Extract Fragment End Motifs
Multiple studies have used fragment end- and breakpoint-motifs to study cfDNA fragmentation biology [REFS]. These motif frequencies can capture sequence preferences around where fragments start and end.
Base command
cfdna ends --help
cfdna ends \
--bam <sample>.bam \
--output-dir <sample_directory>/ends \
--output-prefix <sample_id> \
--n-threads 12 \
--blacklist <path>/hg38-blacklist.v2.bed \
--blacklist <path>/<another_blacklist>.bed \
--by-size 1000000 \
--k-inside 2 \
--k-outside 2
GC-bias correction example
cfdna ends \
--bam <sample>.bam \
--output-dir <sample_directory>/ends \
--output-prefix <sample_id> \
--n-threads 12 \
--blacklist <path>/hg38-blacklist.v2.bed \
--blacklist <path>/<another_blacklist>.bed \
--by-size 1000000 \
--k-inside 2 \
--k-outside 2 \
--gc-file <sample_directory>/gc_bias/gc_bias_correction.npz \
--ref-2bit <path>/hg38.2bit
Genomic smoothing example
cfdna ends \
--bam <sample>.bam \
--output-dir <sample_directory>/ends \
--output-prefix <sample_id> \
--n-threads 12 \
--blacklist <path>/hg38-blacklist.v2.bed \
--blacklist <path>/<another_blacklist>.bed \
--by-size 1000000 \
--k-inside 2 \
--k-outside 2 \
--scaling-factors <sample_directory>/coverage_weights/<sample_id>.scaling_factors.tsv
GC-bias correction + genomic smoothing
cfdna ends \
--bam <sample>.bam \
--output-dir <sample_directory>/ends \
--output-prefix <sample_id> \
--n-threads 12 \
--blacklist <path>/hg38-blacklist.v2.bed \
--blacklist <path>/<another_blacklist>.bed \
--by-size 1000000 \
--k-inside 2 \
--k-outside 2 \
--gc-file <sample_directory>/gc_bias/gc_bias_correction.npz \
--ref-2bit <path>/hg38.2bit \
--scaling-factors <sample_directory>/coverage_weights/<sample_id>.scaling_factors.tsv
Handling clipped ends
The default ends behavior is conservative around soft clipping. With --clip-strategy skip, motifs are discarded when the relevant fragment end is soft-clipped.

Entries provided
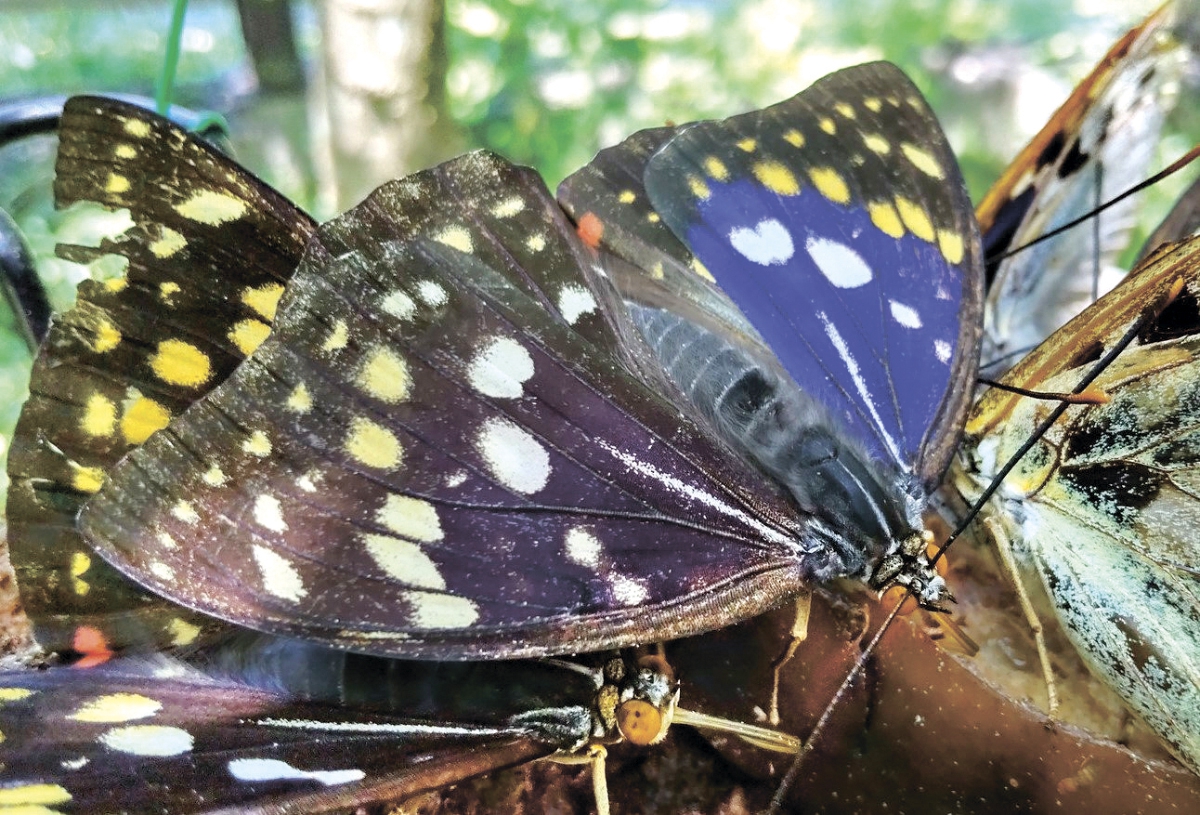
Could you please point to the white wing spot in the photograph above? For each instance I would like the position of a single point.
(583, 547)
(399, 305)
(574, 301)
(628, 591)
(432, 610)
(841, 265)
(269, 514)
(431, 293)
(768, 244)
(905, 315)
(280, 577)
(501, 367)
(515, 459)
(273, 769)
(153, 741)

---

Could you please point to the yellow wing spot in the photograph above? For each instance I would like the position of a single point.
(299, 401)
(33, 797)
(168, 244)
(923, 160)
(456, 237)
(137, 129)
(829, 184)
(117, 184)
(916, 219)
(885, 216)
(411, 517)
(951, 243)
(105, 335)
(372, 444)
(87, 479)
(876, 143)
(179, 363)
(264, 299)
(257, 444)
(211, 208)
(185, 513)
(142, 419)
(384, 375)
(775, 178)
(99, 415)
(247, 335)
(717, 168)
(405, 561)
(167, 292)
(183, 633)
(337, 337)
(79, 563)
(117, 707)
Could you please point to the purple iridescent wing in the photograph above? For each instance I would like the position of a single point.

Problems to work on
[1] According to the fragment end motifs page, what happens to motifs under --clip-strategy skip?
[2] Write the next part of the fragment end motifs page, picking up after its last sentence.
The material has no connection to the text on fragment end motifs.

Responses
[1] They are discarded when the relevant fragment end is soft-clipped.

[2]
If you want to keep using the aligned fragment boundaries, you can switch to --clip-strategy aligned.
cfdna ends \
... \
--clip-strategy aligned
The raw-aligned-boundary and raw-shifted-boundary modes are stronger analysis choices. Use them only when you specifically want raw read bases, including soft-clipped sequence, to contribute to the motif.